— Tekst om te lezen —
<<<<
| |
| |
| |
Boekbespreking.
De Hollandsche Natie voor een Vlaamsche Spiegel, door Karel van den Oever. Uitg. J.J. Romen & Zonen, Roermond 1925.
Karel van den Oever heeft wat gedachten over Nederland neergeschreven in verband met een vertoef, voornamelik in Hilversum en Den Haag. Het zijn de gedachten van een Vlaams Katholiek over Protestants Nederland, opmerkingen in los verband op elkaar volgend, samen toch een éénheid vormend, waaruit sterk deze gedachte naar voren komt: Protestants Nederland is intellektueel, vormelik, koel, onsympatiek. Er dient echter in het belang van de Vlaamse beweging en van het Nederlandsche Katholicisme een krachtiger samenwerking te komen tussen Noorder- en Zuiderkatholieken met als einddoel politieke eenheid van Nederland en Vlaams België.
Karel v.d. Oever is een van die gelukkige mensen, die nooit ongelijk heeft, die tenminste er nooit aan twijfelt of al wat hij zegt staat als een paal boven water. Nu is hij zeer zeker scherpzinnig, maar ontegenzeggelik even eenzijdig. In zijn beweringen kan het er soms zo dik opliggen, dat men haast niet begrijpen kan, hoe hij zo onwankelbaar aan zichzelf kan blijven gelooven.
>>>>
[Items uit een dataset]
<<<<
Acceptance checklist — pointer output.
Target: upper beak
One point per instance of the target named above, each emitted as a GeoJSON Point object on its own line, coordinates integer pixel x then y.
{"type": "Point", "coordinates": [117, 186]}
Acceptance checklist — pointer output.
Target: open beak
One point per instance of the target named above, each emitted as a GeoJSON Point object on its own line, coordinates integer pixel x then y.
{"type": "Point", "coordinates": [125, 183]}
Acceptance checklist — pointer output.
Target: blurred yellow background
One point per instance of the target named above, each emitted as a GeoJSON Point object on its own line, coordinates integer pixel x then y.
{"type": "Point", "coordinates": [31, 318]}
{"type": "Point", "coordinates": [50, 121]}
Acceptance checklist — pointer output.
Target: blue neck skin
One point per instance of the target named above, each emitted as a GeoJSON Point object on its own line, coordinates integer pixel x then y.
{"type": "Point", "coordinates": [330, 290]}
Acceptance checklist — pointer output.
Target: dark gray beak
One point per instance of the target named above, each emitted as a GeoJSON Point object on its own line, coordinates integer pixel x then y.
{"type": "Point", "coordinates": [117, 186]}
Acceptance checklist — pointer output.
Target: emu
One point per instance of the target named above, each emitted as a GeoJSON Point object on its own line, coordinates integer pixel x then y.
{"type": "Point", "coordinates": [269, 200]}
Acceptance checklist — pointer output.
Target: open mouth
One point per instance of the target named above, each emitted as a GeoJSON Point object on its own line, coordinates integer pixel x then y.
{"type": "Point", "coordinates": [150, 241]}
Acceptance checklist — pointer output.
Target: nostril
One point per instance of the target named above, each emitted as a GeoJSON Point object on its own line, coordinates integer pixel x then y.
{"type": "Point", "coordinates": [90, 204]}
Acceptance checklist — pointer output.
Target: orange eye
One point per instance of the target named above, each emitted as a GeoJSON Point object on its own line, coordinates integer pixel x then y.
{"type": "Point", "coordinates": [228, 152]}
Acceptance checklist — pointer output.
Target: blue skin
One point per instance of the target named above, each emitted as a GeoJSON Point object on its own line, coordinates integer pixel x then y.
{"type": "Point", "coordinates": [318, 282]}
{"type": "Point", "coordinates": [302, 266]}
>>>>
— Korte opdracht 1 —
Beantwoord over de boekbespreking de volgende vragen:
(a) In welke twee plaatsen verbleef Karel van den Oever vooral?
(b) Welke uitgeverij gaf het boek uit, en in welk jaar?
(c) Welke twee eigenschappen schrijft de recensent Van den Oever tegelijk toe?
— Korte opdracht 2 —
Zet de boekbespreking van het boek over de Hollandsche natie voort, te beginnen na de laatste zin die er staat.
De items zijn voor de opdrachten niet nodig.

— Verwacht antwoord 1 —
(a) Hilversum en Den Haag.
(b) J.J. Romen & Zonen in Roermond, in 1925.
(c) Scherpzinnig en eenzijdig.

— Verwacht antwoord 2 —
Een enkel voorbeeld al dadelik op de eerste bladzij: ‘Thomas a Kempis schreef vóór de Hervorming een simplistisch en bondig Latijn zonder langdradige redeneering De omslachtige cerebrale praatstijl ontstond in Nederland bij de Hervorming uit de haarklovende spitsvondigheden en analytische redeneeringen van de Dordtsche Synode. Geestelijke analyse is aldus een produkt van de Dordtsche Synode’. Dat Thomas a Kempis bondig Latijn schreef, houdt voor hem in dat de Middeleeuwen in het algemeen, en dus ook de Noordnederlander geen langdradige redenering kende, alsof er geen scholastieke redeneringen en haarkloverijen geweest zijn en het gehele Middeleeuws latijn bondig is als dat van Thomas en alle middeleeuws Nederlands simple comme bonjour.
Zo klinkt het een eindje verder en geen moment klinkt er twijfel door: ‘De dominee heeft in Holland tusschen de mensch en het leven het Bijbelsch boek ingeschoven. Versta me wel: niet als geest, maar als letter. En die letter heeft het leven gedood....’ (pag 6, 7)
Dit zegt dezelfde man, die aan Dirk Coster het recht ontzegt om over katholieke kunst te schrijven: ‘Maar, m'n beste meneer, wat weet jij van onze katholieke “binnenkamer”?’ (p 31).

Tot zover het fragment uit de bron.